SOURCE EXTRACT:
JD Sports Fashion executive chairman Peter Cowgill reveals how he built a multi-billion pound sportswear behemoth.
”It’s a great team with good consumer understanding across all aspects of the business and great delivery of communication. Behind the scenes, it is very strongly managed.”
This is the concise explanation sportswear retail group JD Sports Fashion’s executive chairman, Peter Cowgill, gives for its growth.
Drapers visits Cowgill in a boardroom above the JD Sports Oxford Street flagship in London, just days after he was named Fashion Leader of the Year at the Drapers Awards 2019 – a fitting accolade given the Lancastrian has led it to unprecedented success during the most difficult retail trading climate in living memory.
In a market obsessed with athleisure, JD Sports has blown the competition out of the water. An international multichannel powerhouse of sports, fashion and outdoor brands, including Nike, Adidas, Puma and The North Face, it has grown from one shop in Bury, Greater Manchester in 1981, to more than 2,400 stores in 18 countries.
In the six months to 3 August 2019, revenues at JD Sports jumped 47% to £2.7bn and EBITDA grew 37% to £235m. The group reported an operating profit of £200m, a 61% increase on the previous year. International expansion continued apace with a net increase of 23 JD Sports stores across Europe, seven in the Asia-Pacific region and six in the US.
Andy Rubin, non-executive director at JD Sports and director at Pentland Group, which owns 55% of JD Sports Fashion, credits Cowgill for its performance: “His leadership, commitment and work ethic have been the driving force behind the development of the group and the spectacular success since then.”
Cowgill, a chartered accountant, got into the fashion industry by accident: “After university I was going to join one of the ‘Big Four’ [accountancy firms]. On the first day, I was told I was going to spend four months doing one audit. It wasn’t what I expected,” he laughs. “I had a friend setting up a boutique in Bolton [called Playmate], so I worked there for a year and learned a lot about clothing.”
In 1981, aged 28, Cowgill set up his own practice in Bolton, Cowgill Holloway, where he remains a senior partner. Three years later, he began advising JD Sports’ founders, John Wardle and David Makin, on its growth, before joining in 1996 as finance director. He left in 2001 after “a difference of opinion”, but was parachuted back in as executive chairman in 2004 to lead a turnaround when profits hit the buffers. It has not looked back since, and in June last year it made its FTSE 100 debut.

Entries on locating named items
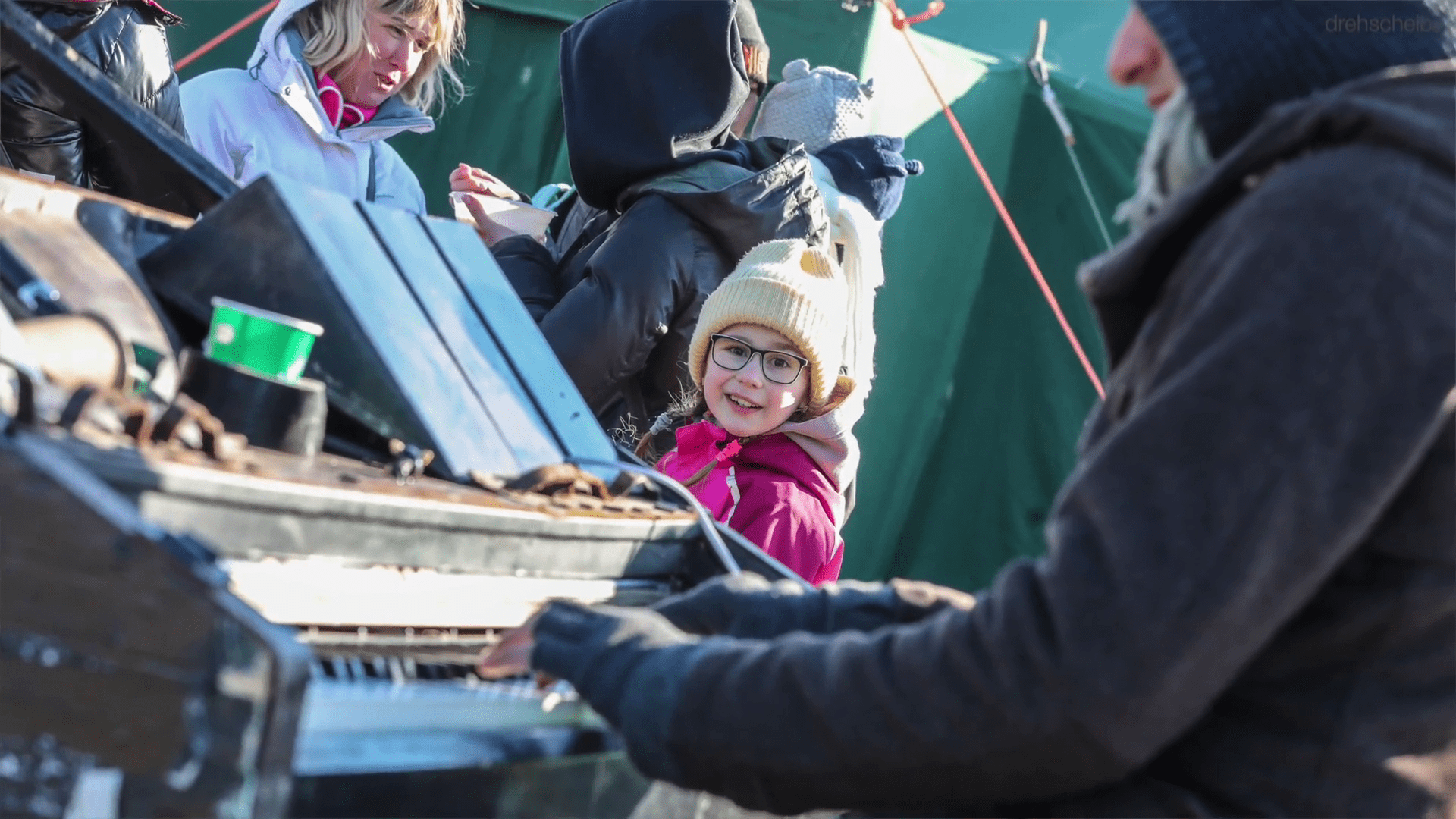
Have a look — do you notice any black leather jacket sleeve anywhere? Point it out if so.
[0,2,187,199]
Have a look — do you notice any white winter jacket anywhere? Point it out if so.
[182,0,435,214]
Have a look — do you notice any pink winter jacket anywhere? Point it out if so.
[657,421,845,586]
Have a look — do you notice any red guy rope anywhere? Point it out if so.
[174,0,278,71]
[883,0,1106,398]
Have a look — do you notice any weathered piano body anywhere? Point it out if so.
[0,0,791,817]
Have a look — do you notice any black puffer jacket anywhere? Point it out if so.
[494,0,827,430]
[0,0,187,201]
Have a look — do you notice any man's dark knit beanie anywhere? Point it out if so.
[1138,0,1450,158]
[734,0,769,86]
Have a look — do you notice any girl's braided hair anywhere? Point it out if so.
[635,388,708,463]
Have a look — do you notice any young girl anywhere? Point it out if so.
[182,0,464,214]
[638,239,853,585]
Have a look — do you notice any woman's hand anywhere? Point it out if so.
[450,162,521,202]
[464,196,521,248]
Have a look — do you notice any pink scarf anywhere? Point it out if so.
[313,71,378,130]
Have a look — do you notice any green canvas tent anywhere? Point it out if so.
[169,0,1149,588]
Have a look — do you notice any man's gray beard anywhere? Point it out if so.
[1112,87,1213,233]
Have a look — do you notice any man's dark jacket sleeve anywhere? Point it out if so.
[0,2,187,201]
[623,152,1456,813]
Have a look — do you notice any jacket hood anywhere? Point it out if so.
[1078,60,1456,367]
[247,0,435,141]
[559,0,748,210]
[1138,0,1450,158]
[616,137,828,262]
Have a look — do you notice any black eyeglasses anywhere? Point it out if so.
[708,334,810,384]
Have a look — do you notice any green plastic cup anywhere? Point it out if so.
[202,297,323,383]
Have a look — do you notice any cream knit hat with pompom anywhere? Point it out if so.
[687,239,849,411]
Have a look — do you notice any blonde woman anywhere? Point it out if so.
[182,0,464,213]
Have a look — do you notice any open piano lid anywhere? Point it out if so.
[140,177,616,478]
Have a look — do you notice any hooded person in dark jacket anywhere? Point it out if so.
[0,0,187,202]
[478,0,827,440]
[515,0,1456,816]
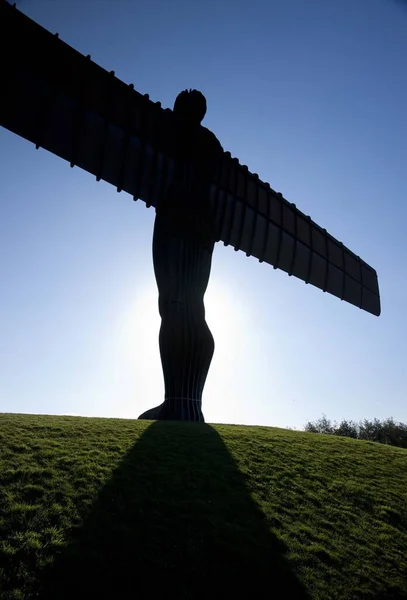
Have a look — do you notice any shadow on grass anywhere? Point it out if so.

THE PROBLEM:
Extend the article about Peter Cowgill and JD Sports, picking up after its final sentence.

EXERCISE RESULT:
It is a very populated market, and you just have to be as relevant as you can be
Central to JD Sports’ growth has been its relationships with brands, particularly Nike and Adidas, which have granted it exclusives and premium products, enabling it to stand out in a crowded market.
“We have a strong relationship with all brands, not just Adidas and Nike, because we wish to develop and protect brand equity,” explains Cowgill. “The most important things for these companies are innovation and their brand equity, and we play very fairly with them [to protect that].”
He is quick to dismiss speculation that the retailer has an advantage over its competitors in terms of product availability: “Some of that gets over-egged. We have a strong relationship with brands, but so do several of our competitors. Foot Locker is also worldwide and it has a great relationship with brands. Sports Direct, Schuh, Office, Asos, Very – everyone is in the game now because of the developing culture of athleisure. It is a very populated market, and you just have to be as relevant as you can be.”
Pippa Stephens, retail analyst at GlobalData, says this relevance to its shoppers and strong brand equity has fuelled its success: “JD Sports’ strong growth has been driven by its superior branded proposition, effective marketing and shopper engagement. It has also built strong relationships with premium sports brands, such as Nike and Adidas, enabling it access to exclusive top tier products, in contrast to Sports Direct, which has fallen out of favour with these brands. However, JD Sports should still seek out up-and-coming brands to widen its range of unique products and minimise its dependency on such brands.”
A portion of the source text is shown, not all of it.